◆ WORK INSTRUCTIONS: Gather every line of the material that contains the word "corrections" and copy each one in full. Case matters.
─── INFORMATION GIVEN
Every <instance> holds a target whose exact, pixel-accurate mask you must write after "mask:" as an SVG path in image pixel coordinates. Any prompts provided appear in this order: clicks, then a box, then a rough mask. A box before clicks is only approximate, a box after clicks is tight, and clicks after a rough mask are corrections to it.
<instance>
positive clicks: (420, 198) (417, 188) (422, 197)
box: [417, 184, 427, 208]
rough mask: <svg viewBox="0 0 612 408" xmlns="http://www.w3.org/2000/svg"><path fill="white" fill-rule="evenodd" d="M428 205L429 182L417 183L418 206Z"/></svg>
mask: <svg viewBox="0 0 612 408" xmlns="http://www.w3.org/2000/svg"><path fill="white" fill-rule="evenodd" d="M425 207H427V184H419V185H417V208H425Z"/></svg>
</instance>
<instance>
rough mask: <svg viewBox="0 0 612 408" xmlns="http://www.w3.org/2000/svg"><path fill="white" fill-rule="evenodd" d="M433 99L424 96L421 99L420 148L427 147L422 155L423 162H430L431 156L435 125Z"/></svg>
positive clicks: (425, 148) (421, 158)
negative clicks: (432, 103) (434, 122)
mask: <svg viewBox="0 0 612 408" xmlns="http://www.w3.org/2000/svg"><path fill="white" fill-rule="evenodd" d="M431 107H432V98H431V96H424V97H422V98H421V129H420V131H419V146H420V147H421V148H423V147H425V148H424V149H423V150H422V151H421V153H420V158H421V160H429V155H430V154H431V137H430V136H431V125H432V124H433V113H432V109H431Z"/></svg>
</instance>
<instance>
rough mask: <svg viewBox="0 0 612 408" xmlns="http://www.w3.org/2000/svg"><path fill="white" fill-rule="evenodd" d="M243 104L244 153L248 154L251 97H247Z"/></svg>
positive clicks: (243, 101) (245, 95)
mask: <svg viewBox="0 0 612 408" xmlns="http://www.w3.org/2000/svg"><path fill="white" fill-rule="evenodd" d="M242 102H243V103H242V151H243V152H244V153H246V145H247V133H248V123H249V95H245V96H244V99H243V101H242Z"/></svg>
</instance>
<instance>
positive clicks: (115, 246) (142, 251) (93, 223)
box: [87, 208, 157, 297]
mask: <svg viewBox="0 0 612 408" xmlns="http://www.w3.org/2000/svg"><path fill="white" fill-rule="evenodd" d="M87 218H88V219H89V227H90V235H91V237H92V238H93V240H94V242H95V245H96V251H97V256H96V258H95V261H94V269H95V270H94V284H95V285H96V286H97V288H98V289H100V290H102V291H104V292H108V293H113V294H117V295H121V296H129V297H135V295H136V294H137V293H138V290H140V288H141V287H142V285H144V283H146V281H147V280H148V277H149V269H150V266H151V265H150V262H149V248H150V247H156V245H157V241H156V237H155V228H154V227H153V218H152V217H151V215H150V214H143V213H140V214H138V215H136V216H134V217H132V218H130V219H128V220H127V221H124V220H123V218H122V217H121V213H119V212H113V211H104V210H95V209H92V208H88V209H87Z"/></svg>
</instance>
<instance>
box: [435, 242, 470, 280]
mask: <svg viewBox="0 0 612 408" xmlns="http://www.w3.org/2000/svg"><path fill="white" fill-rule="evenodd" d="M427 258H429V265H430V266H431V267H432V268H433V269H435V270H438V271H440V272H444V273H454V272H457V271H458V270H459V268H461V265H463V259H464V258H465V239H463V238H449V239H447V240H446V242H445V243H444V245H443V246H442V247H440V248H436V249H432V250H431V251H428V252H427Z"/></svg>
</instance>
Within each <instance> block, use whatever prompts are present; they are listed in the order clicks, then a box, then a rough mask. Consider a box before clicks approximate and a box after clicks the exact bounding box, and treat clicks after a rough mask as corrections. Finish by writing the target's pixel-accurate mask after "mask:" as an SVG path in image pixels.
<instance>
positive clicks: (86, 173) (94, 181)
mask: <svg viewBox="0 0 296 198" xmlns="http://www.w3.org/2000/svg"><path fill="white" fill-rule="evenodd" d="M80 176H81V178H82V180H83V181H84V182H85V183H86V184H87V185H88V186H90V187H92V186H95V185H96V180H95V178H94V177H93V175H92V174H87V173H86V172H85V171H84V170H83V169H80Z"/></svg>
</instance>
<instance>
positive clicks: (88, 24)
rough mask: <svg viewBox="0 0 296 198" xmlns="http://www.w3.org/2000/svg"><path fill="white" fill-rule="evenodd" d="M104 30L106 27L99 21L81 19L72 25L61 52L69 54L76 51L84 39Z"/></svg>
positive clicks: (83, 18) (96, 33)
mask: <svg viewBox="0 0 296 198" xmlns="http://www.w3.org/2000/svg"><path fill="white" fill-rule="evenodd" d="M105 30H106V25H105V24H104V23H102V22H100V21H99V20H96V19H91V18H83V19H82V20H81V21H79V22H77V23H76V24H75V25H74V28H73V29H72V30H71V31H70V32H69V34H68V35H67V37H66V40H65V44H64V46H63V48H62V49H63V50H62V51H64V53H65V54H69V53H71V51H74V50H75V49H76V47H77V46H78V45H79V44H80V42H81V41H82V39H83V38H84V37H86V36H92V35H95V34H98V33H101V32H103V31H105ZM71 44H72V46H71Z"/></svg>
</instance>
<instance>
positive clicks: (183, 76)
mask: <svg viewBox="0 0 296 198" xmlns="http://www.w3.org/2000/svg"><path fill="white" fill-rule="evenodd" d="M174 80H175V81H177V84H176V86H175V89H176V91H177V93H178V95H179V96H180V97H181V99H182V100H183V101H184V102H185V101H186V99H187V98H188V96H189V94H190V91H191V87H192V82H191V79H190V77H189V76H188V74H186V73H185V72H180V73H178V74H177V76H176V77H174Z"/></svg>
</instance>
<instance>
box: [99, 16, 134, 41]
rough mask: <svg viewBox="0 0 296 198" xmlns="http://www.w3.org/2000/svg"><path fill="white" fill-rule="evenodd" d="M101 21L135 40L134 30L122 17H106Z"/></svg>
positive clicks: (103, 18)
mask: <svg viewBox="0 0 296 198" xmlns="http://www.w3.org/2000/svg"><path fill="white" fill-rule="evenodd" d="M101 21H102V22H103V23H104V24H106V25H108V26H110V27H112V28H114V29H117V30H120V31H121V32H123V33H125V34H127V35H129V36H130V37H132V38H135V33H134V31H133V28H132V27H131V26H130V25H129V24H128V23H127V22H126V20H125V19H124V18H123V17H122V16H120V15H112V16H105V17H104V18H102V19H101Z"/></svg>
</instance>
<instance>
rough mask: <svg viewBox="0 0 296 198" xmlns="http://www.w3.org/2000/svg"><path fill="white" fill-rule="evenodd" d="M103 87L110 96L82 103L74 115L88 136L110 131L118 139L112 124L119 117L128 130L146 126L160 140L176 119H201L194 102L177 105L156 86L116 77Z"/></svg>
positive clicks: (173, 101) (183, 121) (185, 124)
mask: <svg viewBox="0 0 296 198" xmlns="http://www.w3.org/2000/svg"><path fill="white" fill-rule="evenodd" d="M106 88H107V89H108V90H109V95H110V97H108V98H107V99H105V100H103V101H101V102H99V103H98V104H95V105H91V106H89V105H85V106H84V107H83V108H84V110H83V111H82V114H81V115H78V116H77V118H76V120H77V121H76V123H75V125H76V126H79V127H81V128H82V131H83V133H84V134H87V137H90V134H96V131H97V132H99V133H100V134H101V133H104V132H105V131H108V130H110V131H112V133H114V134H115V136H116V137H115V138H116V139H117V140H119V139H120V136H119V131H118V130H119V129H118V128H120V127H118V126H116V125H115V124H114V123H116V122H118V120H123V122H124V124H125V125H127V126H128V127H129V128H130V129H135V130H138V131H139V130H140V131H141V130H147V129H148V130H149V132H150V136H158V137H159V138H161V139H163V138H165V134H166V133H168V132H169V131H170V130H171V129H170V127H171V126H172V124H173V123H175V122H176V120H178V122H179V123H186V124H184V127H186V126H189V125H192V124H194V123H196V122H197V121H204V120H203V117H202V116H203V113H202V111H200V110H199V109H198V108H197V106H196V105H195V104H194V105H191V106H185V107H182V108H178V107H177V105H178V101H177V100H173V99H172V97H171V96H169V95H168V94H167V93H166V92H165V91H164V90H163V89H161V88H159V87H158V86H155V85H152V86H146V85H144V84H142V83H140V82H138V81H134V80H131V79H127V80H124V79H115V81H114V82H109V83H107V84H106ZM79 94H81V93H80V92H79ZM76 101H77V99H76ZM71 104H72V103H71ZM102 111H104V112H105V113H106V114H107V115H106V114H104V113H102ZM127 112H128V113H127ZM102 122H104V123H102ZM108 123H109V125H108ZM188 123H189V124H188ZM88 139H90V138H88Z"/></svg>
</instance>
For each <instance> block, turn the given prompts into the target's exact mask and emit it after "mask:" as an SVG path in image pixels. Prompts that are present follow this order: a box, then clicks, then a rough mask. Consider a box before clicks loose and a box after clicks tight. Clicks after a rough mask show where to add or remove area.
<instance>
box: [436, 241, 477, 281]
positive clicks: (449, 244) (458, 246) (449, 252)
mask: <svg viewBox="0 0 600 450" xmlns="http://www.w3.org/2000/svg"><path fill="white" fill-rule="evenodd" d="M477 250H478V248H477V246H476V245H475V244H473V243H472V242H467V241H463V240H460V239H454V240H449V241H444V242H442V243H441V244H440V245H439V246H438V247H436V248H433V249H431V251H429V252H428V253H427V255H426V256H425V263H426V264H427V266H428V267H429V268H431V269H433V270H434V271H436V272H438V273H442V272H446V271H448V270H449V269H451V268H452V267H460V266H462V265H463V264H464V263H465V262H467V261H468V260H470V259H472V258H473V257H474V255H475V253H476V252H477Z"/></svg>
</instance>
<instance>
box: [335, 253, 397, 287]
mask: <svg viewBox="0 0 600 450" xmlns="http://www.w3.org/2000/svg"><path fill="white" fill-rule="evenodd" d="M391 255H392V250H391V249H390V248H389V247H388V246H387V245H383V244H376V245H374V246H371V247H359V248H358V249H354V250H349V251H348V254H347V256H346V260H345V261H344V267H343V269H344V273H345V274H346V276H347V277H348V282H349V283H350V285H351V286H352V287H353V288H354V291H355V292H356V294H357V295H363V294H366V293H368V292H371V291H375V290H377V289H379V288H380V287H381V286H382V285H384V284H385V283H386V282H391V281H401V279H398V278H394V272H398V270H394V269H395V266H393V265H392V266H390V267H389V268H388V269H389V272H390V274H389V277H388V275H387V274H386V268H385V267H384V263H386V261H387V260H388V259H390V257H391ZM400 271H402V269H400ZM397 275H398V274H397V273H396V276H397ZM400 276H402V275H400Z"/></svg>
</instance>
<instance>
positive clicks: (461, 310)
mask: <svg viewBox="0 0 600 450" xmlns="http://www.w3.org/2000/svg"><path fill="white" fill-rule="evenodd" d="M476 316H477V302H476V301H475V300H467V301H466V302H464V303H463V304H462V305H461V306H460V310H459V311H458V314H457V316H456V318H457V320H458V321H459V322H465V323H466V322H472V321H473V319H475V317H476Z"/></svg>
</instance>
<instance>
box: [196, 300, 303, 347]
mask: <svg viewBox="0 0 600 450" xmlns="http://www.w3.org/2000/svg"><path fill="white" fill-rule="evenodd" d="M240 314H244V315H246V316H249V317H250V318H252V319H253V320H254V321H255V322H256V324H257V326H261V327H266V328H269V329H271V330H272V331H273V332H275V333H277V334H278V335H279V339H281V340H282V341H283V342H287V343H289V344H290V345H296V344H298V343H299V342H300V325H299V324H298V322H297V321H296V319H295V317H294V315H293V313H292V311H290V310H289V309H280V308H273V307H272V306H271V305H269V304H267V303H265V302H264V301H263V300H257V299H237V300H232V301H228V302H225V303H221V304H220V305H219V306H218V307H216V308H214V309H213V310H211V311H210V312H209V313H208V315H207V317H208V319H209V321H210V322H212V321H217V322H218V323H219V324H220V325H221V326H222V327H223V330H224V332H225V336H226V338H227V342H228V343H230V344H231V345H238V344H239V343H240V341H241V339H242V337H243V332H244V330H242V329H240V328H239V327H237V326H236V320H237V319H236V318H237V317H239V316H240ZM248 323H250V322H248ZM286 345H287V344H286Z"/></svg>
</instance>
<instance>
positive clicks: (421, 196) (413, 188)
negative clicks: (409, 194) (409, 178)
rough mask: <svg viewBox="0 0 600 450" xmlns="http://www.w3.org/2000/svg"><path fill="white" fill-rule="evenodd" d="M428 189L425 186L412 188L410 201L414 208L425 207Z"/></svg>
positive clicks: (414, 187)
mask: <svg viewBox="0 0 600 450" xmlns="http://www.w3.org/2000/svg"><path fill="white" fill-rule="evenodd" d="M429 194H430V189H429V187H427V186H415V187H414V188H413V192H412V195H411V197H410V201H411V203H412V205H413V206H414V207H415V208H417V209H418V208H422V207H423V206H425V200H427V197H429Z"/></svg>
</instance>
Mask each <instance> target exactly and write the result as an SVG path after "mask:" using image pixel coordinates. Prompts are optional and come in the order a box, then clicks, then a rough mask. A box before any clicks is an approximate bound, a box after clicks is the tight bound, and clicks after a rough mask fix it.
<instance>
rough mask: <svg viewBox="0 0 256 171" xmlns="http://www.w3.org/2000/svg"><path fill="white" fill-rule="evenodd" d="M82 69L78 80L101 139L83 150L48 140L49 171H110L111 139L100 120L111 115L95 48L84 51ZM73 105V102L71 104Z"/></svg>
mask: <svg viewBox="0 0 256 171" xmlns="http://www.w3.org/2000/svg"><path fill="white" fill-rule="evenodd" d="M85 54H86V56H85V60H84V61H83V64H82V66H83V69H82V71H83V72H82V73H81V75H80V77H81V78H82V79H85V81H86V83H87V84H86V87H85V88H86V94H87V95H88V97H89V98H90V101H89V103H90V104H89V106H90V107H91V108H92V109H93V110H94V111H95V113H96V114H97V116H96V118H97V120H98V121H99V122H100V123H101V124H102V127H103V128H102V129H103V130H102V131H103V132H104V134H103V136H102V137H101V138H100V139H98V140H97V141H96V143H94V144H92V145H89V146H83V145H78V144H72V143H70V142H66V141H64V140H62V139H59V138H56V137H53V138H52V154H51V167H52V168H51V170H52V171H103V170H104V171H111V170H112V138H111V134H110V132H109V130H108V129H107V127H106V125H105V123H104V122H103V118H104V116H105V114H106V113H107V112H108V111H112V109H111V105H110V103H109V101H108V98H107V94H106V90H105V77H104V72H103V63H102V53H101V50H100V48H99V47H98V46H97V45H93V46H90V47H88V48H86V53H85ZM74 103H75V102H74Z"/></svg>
──────
◆ RESULT OF THE EXERCISE:
Every <instance> holds a target whose exact, pixel-accurate mask you must write after "mask:" as an SVG path in image pixel coordinates. Any prompts provided appear in this order: clicks, then a box, then a rough mask. A box before clicks is only approximate, a box after clicks is tight, and clicks after a rough mask are corrections to it.
Within each <instance> block, use whatever prompts are present; they are listed in the order clicks, then a box, then a rough mask. Consider a box before clicks approximate and a box after clicks the exact bounding box, and treat clicks after a rough mask as corrections. Finish by writing the target's pixel-accurate mask after "mask:" as an SVG path in image pixels.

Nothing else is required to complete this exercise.